--- Start of INPUT RECORDS ---

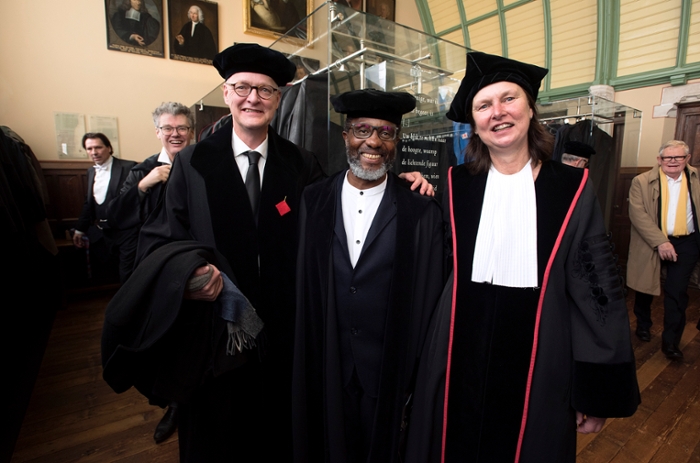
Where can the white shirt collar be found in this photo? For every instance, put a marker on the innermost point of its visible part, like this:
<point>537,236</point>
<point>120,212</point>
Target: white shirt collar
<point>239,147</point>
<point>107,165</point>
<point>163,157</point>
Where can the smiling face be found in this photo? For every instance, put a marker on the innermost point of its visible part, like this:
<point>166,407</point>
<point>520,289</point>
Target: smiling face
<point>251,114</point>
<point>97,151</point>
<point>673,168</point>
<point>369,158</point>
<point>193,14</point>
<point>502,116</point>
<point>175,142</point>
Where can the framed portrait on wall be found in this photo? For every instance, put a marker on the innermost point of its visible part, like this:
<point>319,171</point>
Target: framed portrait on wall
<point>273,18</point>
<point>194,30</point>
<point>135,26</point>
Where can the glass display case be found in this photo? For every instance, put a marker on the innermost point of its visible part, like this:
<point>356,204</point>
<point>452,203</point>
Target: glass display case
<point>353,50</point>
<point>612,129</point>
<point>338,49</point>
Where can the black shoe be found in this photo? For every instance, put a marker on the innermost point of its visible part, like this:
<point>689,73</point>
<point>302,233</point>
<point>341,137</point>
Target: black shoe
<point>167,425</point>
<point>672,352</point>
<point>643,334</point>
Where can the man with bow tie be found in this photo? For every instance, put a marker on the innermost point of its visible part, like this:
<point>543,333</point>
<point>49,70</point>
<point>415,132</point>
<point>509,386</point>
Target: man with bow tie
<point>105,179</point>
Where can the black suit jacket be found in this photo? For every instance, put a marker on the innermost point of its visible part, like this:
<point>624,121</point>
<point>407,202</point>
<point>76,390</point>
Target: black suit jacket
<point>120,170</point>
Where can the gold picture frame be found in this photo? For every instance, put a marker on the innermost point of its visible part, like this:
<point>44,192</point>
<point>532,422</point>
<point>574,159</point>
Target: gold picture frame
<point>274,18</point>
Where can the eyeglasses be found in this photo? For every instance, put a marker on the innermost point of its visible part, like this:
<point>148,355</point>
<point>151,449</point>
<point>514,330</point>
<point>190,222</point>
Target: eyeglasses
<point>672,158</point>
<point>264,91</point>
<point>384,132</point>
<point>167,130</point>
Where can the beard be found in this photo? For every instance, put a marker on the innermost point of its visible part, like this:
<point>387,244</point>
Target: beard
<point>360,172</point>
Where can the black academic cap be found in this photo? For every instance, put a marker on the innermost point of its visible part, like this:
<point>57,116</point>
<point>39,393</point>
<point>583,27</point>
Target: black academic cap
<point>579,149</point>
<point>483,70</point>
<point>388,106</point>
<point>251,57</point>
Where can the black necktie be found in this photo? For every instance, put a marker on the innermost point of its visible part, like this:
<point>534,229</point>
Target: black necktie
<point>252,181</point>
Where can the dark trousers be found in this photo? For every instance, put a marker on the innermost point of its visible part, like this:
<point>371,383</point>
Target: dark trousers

--- End of INPUT RECORDS ---

▶ **WORK REQUIRED**: Write out once more the lines above beginning at the line with "Where can the black suit"; continue through the final line and stop there.

▶ **TASK OUTPUT**:
Where can the black suit jacket be found in this photo? For every instance, put a marker on the innermost point of its visible part, like this:
<point>624,121</point>
<point>407,202</point>
<point>76,390</point>
Target: black suit jacket
<point>120,170</point>
Where can the gold picture frame be found in this photo? For every instance, put a marker on the innermost point of its visible part, like this:
<point>44,192</point>
<point>532,422</point>
<point>574,159</point>
Target: gold picture frame
<point>274,18</point>
Where can the eyeglasses be found in this photo? For every instance, put a marker on the innermost point of its visible part, like this:
<point>148,355</point>
<point>151,449</point>
<point>514,330</point>
<point>190,222</point>
Target: eyeglasses
<point>672,158</point>
<point>264,91</point>
<point>384,132</point>
<point>167,130</point>
Where can the beard be found in this photo? For every instance, put a marker on the innermost point of its visible part, like this:
<point>387,244</point>
Target: beard
<point>360,172</point>
Where can the black academic cap be found in this photo? For every instance, put a marker on the innermost point of its visible part, like this:
<point>57,116</point>
<point>39,393</point>
<point>583,27</point>
Target: black academic cap
<point>579,149</point>
<point>483,70</point>
<point>388,106</point>
<point>251,57</point>
Where can the black necktie be found in this photo? For every instance, put a marker on the innermost point of its visible part, like this:
<point>534,229</point>
Target: black necktie
<point>252,181</point>
Where can the dark trousers be found in this photo? For every instance, put a marker on the innermost point of its visible part, like this:
<point>371,383</point>
Target: dark trousers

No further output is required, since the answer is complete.